START Extract provided

By Jenifer L. Steinhardt, Crimson Staff Writer

Out of uniform, Amy DiVirgilio can easily be mistaken for a student walking in the Yard. The thin, 5-foot 5-inch 25-year-old with dangling earrings and brown hair pulled back in a ponytail appears to be just like any college student.

But that’s before she dons a bullet-proof vest and the uniform of the Harvard University Police Department (HUPD), and straps on her gun belt, filled with a baton, two-way radio, pepper spray, handcuffs and a nine millimeter Glock 22 handgun.

Then she climbs behind the wheel of an HUPD cruiser to begin her eight-hour shift keeping the campus safe. Each shift is different, and she never knows what any night will bring. Tonight, thankfully, is quiet.

7:19 p.m.—DiVirgilio obtains permission from the watch commander to leave her normal patrol zone around the Radcliffe Quad and patrol “all sectors.”

The 4 p.m.-midnight shift that DiVirgilio works is HUPD’s largest—and, often, its busiest.

Her nightly patrols take her from the Somerville line to the Charles River and beyond into the Business School campus in Allston. The land travelled is familiar territory to her.

She grew up just 15 miles from Harvard Square—although the journey from her home to Harvard has been a long and indirect one.

DiVirgilio says she never aspired to be a police officer—she says she was not assertive enough growing up to be one. However, she has always wanted to help people.

“I was always trying to assist someone else, even if it meant my life would be turned upside down,” says DiVirgilio, who, as a teenager, used to buy 15 Big Macs from McDonald’s and distribute them to homeless people in Harvard Square.

As a college senior, DiVirgilio was majoring in economics and planning a career in international business—until she realized that she was on a path to spend the rest of her life in an office building.

Instead, after graduation, she decided to enlist in the Marines. Six months after that, instead of entering flight school and committing herself to eight-and-a-half-years with the Marines, DiVirgilio returned home.

“I was thinking, ‘What if I want to get married? Will I drag my husband from base to base?’ And I knew I couldn’t have children and fly,” she recounts.

When she found that HUPD was hiring, she decided to apply.

After obtaining a position with HUPD, DiVirgilio attended the state police academy in Quincy, Mass.

“I had fun. I’d go back any day if I got paid for it,” she says. “Not that I enjoy ironing. That was the worst part.”

New HUPD officers constituted a large portion of her class, and so graduation was held in Sanders Theatre in April 1999. The 13 new officers were the first class brought in under the new vision of

“community-oriented policing” by HUPD Chief Francis D. “Bud” Riley. Riley hand-picked them for their diversity, life experience and their ability to connect with the Harvard community. She’s been patrolling ever since.

HUPD has a higher proportion of female officers than most police departments—roughly a dozen of the department’s 60-odd officers are female.

Despite her role in a male-dominated occupation and her small size, almost nothing alarms DiVirgilio.

“The way I see what I do is this—I know I’m five foot five inches and a girl and I don’t weight lift for my arms everyday. I’m not as strong as a man. But when I’m at work, I keep my head on my shoulders,” she says.

7:40 p.m.—The HUPD dispatcher radios for DiVirgilio to investigate an alarm at Memorial Church. The alarm had gone off and then quickly reset. HUPD will investigate anyway.

DiVirgilio says that responding to emergency calls doesn’t faze her.

END Extract provided
START Supplied data

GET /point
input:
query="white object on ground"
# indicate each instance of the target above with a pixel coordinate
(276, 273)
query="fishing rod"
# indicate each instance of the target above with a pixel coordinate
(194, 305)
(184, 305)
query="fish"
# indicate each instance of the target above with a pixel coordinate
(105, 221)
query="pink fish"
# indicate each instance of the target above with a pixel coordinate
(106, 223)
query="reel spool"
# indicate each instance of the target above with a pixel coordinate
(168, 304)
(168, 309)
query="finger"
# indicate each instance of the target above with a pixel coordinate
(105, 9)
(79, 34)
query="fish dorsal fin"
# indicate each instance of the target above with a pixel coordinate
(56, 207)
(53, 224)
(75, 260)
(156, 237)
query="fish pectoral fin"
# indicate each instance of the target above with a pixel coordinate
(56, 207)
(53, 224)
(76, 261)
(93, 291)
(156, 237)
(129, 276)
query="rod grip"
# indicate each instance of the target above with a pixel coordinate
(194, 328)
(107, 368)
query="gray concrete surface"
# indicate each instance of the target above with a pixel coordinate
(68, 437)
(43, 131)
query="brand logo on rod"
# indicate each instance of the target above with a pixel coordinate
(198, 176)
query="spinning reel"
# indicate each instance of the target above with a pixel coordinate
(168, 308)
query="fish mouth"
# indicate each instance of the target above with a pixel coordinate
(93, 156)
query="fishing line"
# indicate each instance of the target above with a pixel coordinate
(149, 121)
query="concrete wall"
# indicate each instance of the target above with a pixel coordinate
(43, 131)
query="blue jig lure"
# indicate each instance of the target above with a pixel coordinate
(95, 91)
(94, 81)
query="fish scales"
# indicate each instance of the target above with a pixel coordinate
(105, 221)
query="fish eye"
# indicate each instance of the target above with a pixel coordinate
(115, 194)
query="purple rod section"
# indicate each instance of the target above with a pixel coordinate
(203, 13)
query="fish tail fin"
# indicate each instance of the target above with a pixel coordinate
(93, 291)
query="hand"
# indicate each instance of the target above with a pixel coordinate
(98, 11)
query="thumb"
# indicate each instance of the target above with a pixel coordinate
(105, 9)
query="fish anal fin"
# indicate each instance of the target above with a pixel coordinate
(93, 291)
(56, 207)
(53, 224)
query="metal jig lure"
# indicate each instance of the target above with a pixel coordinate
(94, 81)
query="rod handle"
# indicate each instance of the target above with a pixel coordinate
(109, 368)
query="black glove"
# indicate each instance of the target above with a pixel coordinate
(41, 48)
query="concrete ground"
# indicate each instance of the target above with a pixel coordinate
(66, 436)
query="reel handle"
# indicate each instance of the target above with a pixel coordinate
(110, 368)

END Supplied data

== Instructions ==
1. Decide whether each statement agrees with the profile of Amy DiVirgilio, answering yes or no and quoting the deciding words of the profile: (a) In college, DiVirgilio majored in economics. (b) DiVirgilio served two years in the Marines before returning home. (c) Her police academy class graduated in Sanders Theatre.
2. Report how many lines of the entries contain the word "concrete", giving the number alone.

== Correct answers ==
1.
(a) Yes: "As a college senior, DiVirgilio was majoring in economics"
(b) No: "Six months after that, instead of entering flight school and committing herself to eight-and-a-half-years with the Marines, DiVirgilio returned home."
(c) Yes: "graduation was held in Sanders Theatre in April 1999"

2. 3